==== DATA RECORDS ====

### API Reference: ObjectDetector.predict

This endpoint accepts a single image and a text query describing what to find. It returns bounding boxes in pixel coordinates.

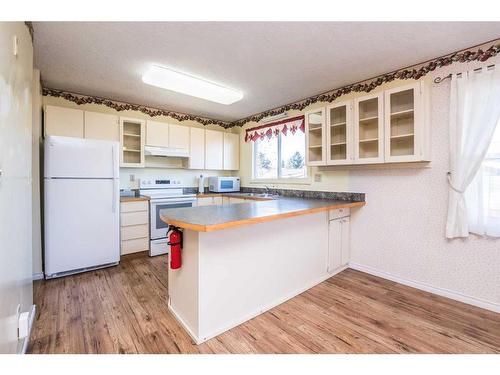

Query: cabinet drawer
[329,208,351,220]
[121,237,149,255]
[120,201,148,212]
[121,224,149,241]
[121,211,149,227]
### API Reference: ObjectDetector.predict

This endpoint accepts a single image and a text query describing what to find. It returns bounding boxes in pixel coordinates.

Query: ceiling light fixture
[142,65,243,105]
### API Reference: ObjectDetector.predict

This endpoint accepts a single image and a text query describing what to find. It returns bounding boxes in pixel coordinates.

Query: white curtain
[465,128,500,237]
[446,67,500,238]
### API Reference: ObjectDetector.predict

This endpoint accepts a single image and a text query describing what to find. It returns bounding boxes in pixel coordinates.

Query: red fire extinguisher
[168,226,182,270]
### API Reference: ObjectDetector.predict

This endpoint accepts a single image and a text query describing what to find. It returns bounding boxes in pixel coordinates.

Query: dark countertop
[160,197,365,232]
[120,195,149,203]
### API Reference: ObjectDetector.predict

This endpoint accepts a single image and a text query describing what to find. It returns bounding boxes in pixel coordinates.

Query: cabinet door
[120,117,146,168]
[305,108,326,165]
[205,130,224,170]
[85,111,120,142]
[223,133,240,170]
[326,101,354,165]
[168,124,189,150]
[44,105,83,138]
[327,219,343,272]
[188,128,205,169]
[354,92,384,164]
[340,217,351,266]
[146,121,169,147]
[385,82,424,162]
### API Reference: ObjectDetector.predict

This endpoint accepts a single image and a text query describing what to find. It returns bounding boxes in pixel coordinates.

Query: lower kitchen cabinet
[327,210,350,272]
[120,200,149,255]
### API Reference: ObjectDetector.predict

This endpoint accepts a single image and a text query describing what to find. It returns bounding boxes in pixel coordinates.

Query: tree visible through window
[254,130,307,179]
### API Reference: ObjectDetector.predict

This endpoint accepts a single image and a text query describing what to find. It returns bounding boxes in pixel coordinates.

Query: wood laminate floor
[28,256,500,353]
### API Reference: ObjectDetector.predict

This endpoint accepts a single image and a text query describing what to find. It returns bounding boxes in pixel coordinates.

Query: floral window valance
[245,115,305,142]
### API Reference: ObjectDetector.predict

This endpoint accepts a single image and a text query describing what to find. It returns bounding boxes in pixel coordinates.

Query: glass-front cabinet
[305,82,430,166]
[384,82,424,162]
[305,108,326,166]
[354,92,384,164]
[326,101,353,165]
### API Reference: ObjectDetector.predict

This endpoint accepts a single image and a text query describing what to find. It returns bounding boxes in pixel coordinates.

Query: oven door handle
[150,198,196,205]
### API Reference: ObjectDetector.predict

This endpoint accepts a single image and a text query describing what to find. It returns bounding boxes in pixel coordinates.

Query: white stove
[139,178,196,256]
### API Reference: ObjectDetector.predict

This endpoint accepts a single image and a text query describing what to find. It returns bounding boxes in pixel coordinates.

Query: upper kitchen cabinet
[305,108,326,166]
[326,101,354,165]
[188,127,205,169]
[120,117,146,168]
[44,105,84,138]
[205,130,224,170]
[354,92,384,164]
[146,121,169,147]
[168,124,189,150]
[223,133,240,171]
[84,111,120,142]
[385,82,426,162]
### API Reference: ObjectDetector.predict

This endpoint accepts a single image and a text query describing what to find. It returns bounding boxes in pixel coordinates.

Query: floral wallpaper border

====
==== DATA RECORDS ====

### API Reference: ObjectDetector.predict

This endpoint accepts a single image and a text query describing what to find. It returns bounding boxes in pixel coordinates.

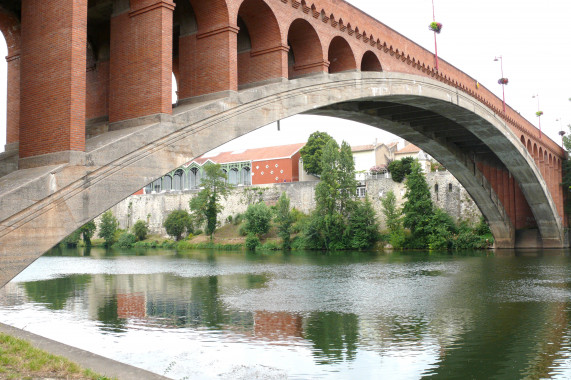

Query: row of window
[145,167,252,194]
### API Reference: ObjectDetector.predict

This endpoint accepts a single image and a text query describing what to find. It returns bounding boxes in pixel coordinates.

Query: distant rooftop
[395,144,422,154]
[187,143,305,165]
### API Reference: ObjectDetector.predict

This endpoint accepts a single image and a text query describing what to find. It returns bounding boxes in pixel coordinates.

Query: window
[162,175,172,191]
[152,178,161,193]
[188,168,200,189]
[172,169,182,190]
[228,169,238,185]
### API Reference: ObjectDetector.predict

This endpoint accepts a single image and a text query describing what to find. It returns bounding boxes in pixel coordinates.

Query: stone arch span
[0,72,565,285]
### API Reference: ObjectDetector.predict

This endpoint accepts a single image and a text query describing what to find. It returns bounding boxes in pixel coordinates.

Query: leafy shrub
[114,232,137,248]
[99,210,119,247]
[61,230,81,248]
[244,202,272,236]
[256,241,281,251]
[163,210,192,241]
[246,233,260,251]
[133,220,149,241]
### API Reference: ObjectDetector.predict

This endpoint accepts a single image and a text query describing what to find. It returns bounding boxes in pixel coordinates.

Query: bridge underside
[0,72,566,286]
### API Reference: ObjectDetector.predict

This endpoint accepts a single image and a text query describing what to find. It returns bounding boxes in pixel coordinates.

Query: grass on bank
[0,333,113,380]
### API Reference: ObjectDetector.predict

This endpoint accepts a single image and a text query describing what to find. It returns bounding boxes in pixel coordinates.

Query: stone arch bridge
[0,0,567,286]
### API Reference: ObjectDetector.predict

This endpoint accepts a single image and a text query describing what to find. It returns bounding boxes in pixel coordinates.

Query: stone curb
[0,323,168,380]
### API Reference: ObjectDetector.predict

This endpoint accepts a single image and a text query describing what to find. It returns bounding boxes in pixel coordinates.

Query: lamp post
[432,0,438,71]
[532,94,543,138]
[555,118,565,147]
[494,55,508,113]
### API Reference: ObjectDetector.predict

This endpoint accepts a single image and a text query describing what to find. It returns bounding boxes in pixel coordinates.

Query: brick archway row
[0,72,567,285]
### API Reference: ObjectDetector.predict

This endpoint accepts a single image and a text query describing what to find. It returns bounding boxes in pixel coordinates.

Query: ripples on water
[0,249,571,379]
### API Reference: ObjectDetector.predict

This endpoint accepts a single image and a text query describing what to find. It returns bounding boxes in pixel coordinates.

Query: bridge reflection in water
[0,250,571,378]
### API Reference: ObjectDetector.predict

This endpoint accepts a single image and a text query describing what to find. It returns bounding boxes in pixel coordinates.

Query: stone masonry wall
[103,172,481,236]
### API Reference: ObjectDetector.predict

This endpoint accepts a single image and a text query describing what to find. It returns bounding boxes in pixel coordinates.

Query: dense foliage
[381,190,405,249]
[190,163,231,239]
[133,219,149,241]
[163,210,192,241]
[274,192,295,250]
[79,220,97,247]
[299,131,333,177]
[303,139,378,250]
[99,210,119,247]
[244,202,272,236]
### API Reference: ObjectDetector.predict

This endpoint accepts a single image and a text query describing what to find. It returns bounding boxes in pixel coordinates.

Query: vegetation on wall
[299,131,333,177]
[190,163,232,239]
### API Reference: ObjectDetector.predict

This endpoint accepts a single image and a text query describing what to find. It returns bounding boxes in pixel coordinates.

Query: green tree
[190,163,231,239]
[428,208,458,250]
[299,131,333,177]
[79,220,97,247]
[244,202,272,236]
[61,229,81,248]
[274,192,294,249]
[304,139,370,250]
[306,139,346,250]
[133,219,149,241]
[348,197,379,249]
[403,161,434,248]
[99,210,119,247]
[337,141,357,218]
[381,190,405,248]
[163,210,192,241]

====

List every line of the data that contains the string "cabinet", copying each one in full.

Query: cabinet drawer
Query: cabinet door
Query: lower kitchen cabinet
Query: glass-front cabinet
Query: upper kitchen cabinet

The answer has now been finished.